Region labeling entries:
---+---

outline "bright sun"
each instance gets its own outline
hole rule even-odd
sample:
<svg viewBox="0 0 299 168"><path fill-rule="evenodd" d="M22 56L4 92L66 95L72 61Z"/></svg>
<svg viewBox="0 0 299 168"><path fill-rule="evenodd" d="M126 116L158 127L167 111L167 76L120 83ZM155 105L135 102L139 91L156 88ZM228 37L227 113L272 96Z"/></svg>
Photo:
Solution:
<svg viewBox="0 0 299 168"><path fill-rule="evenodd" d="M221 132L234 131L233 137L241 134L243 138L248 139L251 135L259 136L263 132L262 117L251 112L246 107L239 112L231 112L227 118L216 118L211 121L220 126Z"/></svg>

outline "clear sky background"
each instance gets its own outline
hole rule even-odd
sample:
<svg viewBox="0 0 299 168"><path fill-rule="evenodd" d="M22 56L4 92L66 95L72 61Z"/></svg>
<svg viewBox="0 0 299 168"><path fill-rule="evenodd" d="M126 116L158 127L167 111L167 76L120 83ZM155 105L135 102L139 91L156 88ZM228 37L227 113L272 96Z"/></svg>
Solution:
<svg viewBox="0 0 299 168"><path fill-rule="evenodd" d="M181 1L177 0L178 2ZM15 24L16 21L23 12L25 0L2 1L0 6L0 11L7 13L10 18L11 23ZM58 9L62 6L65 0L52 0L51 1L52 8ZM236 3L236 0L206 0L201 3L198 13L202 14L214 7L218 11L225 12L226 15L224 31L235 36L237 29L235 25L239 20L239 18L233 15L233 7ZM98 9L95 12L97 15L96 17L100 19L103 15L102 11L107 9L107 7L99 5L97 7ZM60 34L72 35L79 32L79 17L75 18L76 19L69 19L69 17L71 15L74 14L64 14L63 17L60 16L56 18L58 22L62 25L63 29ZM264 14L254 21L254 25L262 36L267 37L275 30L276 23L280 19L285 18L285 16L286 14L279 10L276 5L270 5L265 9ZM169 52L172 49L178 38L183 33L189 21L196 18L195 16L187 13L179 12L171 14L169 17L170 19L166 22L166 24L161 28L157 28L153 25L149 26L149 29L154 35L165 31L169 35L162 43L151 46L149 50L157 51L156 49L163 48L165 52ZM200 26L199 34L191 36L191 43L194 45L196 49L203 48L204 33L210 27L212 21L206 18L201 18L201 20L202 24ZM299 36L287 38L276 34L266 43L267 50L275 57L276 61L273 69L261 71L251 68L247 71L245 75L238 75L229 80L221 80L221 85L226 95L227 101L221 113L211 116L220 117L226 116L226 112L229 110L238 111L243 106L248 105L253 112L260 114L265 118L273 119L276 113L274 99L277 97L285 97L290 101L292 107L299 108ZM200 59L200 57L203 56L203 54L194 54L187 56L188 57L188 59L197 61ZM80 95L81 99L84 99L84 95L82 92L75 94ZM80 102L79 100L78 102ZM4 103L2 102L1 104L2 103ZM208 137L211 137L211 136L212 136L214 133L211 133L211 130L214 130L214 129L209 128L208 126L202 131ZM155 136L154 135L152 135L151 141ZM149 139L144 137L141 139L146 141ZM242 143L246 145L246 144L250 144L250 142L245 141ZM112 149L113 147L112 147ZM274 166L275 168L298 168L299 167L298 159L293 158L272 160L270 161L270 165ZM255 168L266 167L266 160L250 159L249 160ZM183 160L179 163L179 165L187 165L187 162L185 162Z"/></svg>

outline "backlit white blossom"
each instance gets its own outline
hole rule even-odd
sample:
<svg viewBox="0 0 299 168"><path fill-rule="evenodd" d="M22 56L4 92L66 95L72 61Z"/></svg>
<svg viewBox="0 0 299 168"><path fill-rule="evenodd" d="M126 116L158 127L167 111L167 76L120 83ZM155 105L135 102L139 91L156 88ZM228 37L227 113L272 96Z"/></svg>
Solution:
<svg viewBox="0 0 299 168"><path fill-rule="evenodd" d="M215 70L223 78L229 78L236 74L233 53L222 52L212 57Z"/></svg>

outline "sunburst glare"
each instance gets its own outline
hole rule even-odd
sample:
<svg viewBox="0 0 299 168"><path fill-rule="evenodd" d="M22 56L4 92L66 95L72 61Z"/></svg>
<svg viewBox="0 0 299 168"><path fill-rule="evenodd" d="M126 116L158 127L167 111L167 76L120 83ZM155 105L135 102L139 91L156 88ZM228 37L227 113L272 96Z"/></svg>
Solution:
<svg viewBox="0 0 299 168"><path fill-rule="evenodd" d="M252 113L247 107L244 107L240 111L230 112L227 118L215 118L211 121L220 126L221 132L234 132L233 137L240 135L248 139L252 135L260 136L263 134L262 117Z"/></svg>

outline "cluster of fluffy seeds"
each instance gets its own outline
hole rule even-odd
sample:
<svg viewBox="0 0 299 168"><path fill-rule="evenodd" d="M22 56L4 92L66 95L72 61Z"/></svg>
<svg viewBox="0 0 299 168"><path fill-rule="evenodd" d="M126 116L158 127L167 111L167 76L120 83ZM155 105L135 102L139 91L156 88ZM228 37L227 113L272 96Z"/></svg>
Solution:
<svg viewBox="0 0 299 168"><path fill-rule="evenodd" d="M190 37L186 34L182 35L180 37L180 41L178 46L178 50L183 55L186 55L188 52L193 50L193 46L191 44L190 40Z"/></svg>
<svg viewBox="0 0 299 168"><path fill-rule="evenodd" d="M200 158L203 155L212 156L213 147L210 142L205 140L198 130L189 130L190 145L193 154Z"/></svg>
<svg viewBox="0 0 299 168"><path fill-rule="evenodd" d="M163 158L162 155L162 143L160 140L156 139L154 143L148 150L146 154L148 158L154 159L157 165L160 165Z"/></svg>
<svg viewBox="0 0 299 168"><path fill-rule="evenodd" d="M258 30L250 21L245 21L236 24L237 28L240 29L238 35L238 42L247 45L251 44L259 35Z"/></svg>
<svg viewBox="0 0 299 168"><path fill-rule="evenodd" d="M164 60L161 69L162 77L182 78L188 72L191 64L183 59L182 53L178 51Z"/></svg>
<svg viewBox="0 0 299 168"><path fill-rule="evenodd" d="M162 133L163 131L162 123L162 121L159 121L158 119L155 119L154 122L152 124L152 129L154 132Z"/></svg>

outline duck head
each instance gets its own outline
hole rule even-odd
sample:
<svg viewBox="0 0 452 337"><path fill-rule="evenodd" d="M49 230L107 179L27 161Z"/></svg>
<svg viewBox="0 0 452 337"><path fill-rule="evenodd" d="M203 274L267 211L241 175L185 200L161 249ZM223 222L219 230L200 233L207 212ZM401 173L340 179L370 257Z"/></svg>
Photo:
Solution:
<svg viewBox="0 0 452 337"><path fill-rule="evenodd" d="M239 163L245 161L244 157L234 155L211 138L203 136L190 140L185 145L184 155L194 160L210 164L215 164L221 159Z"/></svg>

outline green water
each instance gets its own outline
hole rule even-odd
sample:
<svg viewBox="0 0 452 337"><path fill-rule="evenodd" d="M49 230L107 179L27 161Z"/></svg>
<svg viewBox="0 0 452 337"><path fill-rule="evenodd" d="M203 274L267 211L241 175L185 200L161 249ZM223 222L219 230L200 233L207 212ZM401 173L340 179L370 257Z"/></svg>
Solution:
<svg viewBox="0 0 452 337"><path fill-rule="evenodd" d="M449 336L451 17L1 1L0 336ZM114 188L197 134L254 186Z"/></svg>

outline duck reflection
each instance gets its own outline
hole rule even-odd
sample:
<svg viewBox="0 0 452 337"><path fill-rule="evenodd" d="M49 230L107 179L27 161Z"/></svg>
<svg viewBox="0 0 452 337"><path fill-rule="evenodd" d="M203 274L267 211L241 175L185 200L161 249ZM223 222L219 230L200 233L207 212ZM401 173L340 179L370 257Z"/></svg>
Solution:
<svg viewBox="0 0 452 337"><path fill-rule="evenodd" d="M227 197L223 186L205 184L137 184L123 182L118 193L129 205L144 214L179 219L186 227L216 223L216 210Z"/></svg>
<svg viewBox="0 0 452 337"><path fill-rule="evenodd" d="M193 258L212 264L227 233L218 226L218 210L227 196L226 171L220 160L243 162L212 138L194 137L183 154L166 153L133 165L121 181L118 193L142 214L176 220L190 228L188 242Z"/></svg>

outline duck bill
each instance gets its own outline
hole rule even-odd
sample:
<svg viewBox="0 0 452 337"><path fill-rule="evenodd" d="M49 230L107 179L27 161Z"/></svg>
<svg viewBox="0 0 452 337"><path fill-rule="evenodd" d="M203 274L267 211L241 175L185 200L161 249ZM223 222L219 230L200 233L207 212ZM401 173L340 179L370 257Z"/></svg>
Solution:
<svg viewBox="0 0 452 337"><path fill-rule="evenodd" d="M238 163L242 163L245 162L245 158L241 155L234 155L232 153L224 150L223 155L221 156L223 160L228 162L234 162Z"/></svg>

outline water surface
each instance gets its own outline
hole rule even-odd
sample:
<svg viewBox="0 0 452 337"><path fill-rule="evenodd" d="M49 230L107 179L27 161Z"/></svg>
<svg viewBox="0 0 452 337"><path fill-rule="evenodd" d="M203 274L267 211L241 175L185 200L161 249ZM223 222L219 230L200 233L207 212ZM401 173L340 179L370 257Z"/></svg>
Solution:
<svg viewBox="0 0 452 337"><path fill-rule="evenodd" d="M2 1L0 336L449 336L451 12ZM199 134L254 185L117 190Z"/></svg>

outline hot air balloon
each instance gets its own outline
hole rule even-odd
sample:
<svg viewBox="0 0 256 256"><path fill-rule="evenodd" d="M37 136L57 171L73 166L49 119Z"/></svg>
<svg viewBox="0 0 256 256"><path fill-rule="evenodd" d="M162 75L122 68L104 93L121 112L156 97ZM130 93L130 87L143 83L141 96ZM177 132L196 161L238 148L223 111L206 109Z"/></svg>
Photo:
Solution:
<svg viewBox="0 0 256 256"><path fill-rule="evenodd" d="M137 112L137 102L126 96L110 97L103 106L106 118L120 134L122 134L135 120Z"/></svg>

---+---

▶ **Work required**: Can you repeat everything from the start of the rows down to the line containing "132L234 131L233 137L241", swapping "instance" for "object" and changing nothing else?

▶ **Exercise answer**:
outline "bright sun"
each object gets its own outline
hole rule even-odd
sample:
<svg viewBox="0 0 299 168"><path fill-rule="evenodd" d="M22 56L4 92L66 95L72 61Z"/></svg>
<svg viewBox="0 0 299 168"><path fill-rule="evenodd" d="M126 116L158 127L167 111L167 76L120 83ZM155 105L135 102L139 91L156 88ZM228 37L227 113L272 96Z"/></svg>
Photo:
Solution:
<svg viewBox="0 0 299 168"><path fill-rule="evenodd" d="M221 132L234 131L233 137L241 134L243 138L248 139L251 135L259 136L263 132L262 117L251 112L246 107L239 112L231 112L227 118L216 118L211 121L220 126Z"/></svg>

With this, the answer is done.